— Start SOURCE DATA —

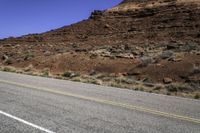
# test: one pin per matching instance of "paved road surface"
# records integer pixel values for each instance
(36, 104)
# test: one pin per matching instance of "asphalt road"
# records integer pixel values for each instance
(37, 104)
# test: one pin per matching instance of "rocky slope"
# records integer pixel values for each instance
(154, 41)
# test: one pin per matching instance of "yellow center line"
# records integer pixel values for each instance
(108, 102)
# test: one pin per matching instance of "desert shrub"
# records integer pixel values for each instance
(9, 69)
(175, 87)
(28, 68)
(45, 72)
(70, 74)
(197, 96)
(8, 61)
(28, 55)
(196, 69)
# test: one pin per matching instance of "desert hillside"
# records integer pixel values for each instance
(152, 42)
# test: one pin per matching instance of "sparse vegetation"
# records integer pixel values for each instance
(197, 96)
(45, 72)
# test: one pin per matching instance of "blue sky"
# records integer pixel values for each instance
(20, 17)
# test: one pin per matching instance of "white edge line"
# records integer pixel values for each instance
(26, 122)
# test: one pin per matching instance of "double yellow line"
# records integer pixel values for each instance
(108, 102)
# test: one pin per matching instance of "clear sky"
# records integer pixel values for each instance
(20, 17)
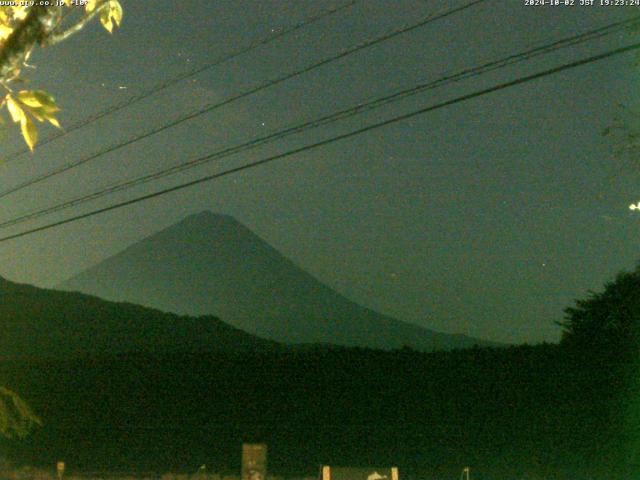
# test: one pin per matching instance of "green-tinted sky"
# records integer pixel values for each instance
(486, 218)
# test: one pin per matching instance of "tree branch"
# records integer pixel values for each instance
(35, 28)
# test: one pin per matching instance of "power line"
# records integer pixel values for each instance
(246, 93)
(332, 118)
(173, 81)
(353, 133)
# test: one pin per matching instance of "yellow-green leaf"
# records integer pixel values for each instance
(16, 112)
(38, 98)
(110, 14)
(29, 132)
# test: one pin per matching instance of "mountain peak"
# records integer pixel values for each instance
(211, 264)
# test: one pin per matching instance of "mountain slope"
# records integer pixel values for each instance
(37, 322)
(211, 264)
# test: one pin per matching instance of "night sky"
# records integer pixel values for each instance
(486, 218)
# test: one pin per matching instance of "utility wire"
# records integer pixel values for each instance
(271, 83)
(353, 133)
(173, 81)
(329, 119)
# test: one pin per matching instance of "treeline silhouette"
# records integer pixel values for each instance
(568, 411)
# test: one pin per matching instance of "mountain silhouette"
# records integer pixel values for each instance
(210, 264)
(35, 322)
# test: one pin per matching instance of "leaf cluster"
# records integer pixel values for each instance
(27, 105)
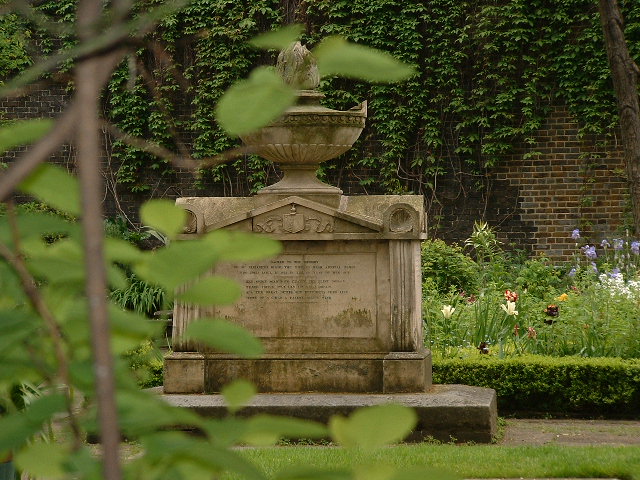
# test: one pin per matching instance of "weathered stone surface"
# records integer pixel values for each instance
(446, 412)
(184, 373)
(330, 372)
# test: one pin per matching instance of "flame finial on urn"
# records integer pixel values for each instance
(298, 68)
(307, 133)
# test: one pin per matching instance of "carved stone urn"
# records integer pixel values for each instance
(307, 134)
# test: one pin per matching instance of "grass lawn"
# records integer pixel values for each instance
(467, 461)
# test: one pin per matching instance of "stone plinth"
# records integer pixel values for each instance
(338, 311)
(446, 412)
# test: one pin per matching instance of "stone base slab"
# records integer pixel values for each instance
(396, 372)
(447, 412)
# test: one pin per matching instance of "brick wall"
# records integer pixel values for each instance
(533, 200)
(571, 183)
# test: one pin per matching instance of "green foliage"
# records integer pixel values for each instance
(544, 385)
(14, 37)
(539, 277)
(487, 74)
(447, 268)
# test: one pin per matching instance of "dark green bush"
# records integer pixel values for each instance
(537, 385)
(540, 277)
(446, 267)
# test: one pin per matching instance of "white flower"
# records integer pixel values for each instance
(510, 308)
(447, 311)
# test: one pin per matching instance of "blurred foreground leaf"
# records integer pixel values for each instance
(373, 427)
(226, 336)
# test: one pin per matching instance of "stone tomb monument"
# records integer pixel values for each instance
(339, 311)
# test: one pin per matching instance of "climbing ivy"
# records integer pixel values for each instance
(488, 73)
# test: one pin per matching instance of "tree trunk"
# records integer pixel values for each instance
(625, 75)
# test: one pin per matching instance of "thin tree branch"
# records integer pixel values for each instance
(88, 87)
(114, 38)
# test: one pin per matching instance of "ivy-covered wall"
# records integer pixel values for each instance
(490, 75)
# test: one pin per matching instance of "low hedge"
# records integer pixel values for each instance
(536, 385)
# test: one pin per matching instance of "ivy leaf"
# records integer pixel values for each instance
(164, 216)
(55, 187)
(226, 336)
(23, 132)
(336, 56)
(278, 39)
(213, 290)
(238, 393)
(43, 460)
(253, 103)
(373, 427)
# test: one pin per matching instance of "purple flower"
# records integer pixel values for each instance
(590, 252)
(615, 273)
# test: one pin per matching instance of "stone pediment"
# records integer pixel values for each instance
(298, 216)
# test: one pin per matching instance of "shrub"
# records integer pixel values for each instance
(545, 385)
(539, 277)
(446, 267)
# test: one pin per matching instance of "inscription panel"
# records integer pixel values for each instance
(306, 295)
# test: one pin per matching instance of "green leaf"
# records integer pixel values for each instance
(55, 187)
(253, 103)
(278, 39)
(263, 430)
(18, 428)
(225, 336)
(23, 132)
(213, 290)
(178, 447)
(241, 246)
(176, 264)
(142, 413)
(336, 56)
(130, 329)
(164, 216)
(238, 393)
(373, 427)
(43, 460)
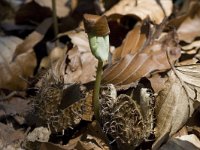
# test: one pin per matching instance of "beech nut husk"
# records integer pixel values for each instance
(96, 25)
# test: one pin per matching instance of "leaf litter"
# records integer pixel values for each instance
(150, 88)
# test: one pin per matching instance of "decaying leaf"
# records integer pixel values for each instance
(140, 62)
(177, 144)
(174, 108)
(33, 38)
(187, 22)
(92, 138)
(14, 73)
(78, 66)
(61, 6)
(156, 10)
(10, 136)
(40, 134)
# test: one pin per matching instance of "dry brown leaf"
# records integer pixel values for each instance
(15, 73)
(142, 62)
(91, 138)
(174, 108)
(142, 9)
(61, 6)
(33, 38)
(177, 144)
(188, 23)
(8, 135)
(80, 66)
(139, 35)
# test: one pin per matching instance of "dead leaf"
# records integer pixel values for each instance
(61, 6)
(15, 73)
(33, 38)
(188, 23)
(140, 62)
(91, 138)
(40, 134)
(8, 135)
(79, 65)
(156, 10)
(174, 108)
(177, 144)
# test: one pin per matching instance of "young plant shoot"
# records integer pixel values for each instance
(98, 34)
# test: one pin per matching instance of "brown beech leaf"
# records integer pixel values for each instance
(14, 73)
(62, 7)
(156, 10)
(141, 62)
(10, 136)
(33, 38)
(91, 138)
(139, 35)
(80, 66)
(185, 144)
(188, 23)
(174, 108)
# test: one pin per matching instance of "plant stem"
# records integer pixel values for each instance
(55, 21)
(96, 90)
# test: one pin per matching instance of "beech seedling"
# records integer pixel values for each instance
(98, 35)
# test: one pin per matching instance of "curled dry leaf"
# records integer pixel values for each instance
(61, 6)
(91, 138)
(156, 10)
(78, 66)
(139, 60)
(14, 73)
(10, 136)
(33, 38)
(174, 108)
(188, 23)
(177, 144)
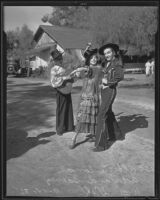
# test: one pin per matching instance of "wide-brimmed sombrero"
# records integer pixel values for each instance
(115, 47)
(88, 53)
(56, 54)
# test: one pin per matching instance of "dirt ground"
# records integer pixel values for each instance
(40, 163)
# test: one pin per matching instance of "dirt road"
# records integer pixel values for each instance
(40, 163)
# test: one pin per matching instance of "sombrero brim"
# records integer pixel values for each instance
(89, 53)
(115, 47)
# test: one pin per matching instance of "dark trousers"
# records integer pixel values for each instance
(107, 127)
(64, 113)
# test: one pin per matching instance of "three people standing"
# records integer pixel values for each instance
(95, 115)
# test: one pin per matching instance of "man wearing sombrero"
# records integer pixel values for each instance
(63, 85)
(107, 127)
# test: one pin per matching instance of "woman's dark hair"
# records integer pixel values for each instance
(87, 61)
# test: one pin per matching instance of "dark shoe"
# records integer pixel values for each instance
(98, 149)
(91, 139)
(73, 145)
(60, 134)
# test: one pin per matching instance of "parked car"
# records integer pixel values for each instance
(11, 65)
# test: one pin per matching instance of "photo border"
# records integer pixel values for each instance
(4, 105)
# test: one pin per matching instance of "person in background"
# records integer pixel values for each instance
(90, 96)
(152, 66)
(63, 85)
(107, 127)
(148, 68)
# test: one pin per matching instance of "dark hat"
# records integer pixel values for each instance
(56, 54)
(88, 53)
(115, 47)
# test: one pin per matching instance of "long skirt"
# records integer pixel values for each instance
(87, 116)
(107, 127)
(64, 113)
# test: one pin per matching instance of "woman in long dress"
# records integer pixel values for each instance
(90, 97)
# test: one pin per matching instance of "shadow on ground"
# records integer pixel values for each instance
(29, 106)
(131, 122)
(19, 143)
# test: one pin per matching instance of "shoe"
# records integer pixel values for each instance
(98, 149)
(60, 134)
(91, 139)
(73, 145)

— End SOURCE DATA —

WHAT IS ASKED: Pull out every line of the listing that contains the word "slope", matching case exactly.

EXERCISE RESPONSE:
# test: one pin per matching instance of "rocky slope"
# test: one pin per matching instance of "mountain slope"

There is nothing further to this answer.